(Extracted records)

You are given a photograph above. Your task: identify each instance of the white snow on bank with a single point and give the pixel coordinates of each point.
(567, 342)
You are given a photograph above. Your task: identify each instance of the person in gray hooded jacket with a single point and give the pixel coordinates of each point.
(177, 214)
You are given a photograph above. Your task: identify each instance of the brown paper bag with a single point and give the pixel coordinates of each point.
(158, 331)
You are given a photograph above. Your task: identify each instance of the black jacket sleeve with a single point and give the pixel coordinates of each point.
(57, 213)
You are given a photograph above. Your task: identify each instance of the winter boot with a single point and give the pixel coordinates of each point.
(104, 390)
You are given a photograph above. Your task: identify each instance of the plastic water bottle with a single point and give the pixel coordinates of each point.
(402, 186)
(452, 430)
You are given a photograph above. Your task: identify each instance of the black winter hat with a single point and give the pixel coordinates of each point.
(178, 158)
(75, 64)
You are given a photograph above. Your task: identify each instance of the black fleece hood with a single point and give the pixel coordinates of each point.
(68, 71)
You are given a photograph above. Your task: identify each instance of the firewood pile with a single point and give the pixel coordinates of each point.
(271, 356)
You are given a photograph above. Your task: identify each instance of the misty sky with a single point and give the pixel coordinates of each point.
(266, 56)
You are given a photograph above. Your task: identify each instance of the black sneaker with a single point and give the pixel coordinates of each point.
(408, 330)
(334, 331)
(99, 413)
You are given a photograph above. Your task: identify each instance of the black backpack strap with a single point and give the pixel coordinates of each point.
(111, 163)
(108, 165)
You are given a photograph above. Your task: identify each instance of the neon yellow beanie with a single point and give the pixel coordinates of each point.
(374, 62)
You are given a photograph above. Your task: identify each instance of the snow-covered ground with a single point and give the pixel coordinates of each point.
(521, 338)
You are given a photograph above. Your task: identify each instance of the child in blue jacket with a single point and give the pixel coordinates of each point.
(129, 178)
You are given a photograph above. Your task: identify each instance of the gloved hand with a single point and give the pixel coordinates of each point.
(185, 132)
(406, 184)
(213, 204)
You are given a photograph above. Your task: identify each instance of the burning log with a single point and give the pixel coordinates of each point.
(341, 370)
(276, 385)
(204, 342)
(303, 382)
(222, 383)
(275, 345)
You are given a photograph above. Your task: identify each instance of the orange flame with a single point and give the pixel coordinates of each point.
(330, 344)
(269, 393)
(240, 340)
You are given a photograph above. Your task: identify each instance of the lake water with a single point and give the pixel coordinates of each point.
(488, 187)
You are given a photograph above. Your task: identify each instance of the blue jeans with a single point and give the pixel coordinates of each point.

(End Extracted records)

### Goal of the exercise
For this exercise, write out all of the data exactly.

### Response to the task
You are given a photograph above. Your task: identify each instance of the white snow on bank with a single point and give the pixel coordinates of each point.
(567, 342)
You are given a photograph above. Your task: identify each instance of the person in gray hooded jacket with a single point and give the pixel coordinates of each point.
(177, 214)
You are given a photograph above. Your task: identify each instance of the brown paper bag with a single point and give the pixel coordinates of each point.
(158, 331)
You are given a photograph above. Your task: identify each instance of the black jacket sleeve with a single point and give the pixel coordinates of each point.
(57, 213)
You are given a photograph above. Your task: identify each instance of the winter boot with a single point and give the pixel coordinates of each point.
(104, 390)
You are given a photograph above. Your task: identify each instance of the plastic water bottle with a single point and give the pixel coordinates of each point.
(402, 186)
(452, 430)
You are given a photograph above. Your task: identify each instance of the black winter hat with a single point and give the pixel coordinates of each point.
(178, 158)
(75, 64)
You are given a photograph above. Your task: identify each instance of the black fleece hood with a single point and give the pixel coordinates of each point.
(68, 71)
You are given a photograph above. Your task: identify each instance of the firewood pile with a single point and give the pixel coordinates of each point.
(271, 356)
You are given a photograph above. Your task: identify each instance of the misty sky with a single point and give the pixel coordinates of each point.
(266, 56)
You are given a photograph above. Your task: identify each instance of the black sneaker with a single point and give the pixel coordinates of each point.
(408, 330)
(334, 331)
(99, 413)
You are given a photograph above. Your task: identify each instance of the black backpack strap with a single point and give the pixel coordinates of each point.
(111, 163)
(108, 165)
You are given a photograph above. Your task: identify each instance of the neon yellow beanie with a single point and give the pixel coordinates of each point.
(374, 62)
You are given a photograph above. Your task: identify each instance of the snow-covered ground with a single point and give the pixel coordinates of each point.
(521, 338)
You are given a photograph above. Your task: identify each instance of the child in blue jacket with a single point and give the pixel coordinates of each point.
(129, 178)
You are given a photograph above. Your task: identify each instance of the gloved hand with a single point and give the pixel coordinates of each point.
(185, 132)
(406, 184)
(213, 204)
You are given a photograph above. Your task: identify each instance of the burning log with a single point and give the pixel coordinates of each point.
(341, 370)
(276, 385)
(204, 342)
(303, 382)
(222, 383)
(275, 345)
You are given a photograph above. Your task: identify each instance of the orange flame with a single point and give the pixel coordinates of each point.
(330, 344)
(269, 393)
(240, 340)
You are given a photograph above. Your task: identify each instance of the lake water with a single point and give the pixel coordinates of each point.
(488, 187)
You are given a photograph above. Your task: identify each instance of the blue jeans with a single point and give the pixel coordinates of each point.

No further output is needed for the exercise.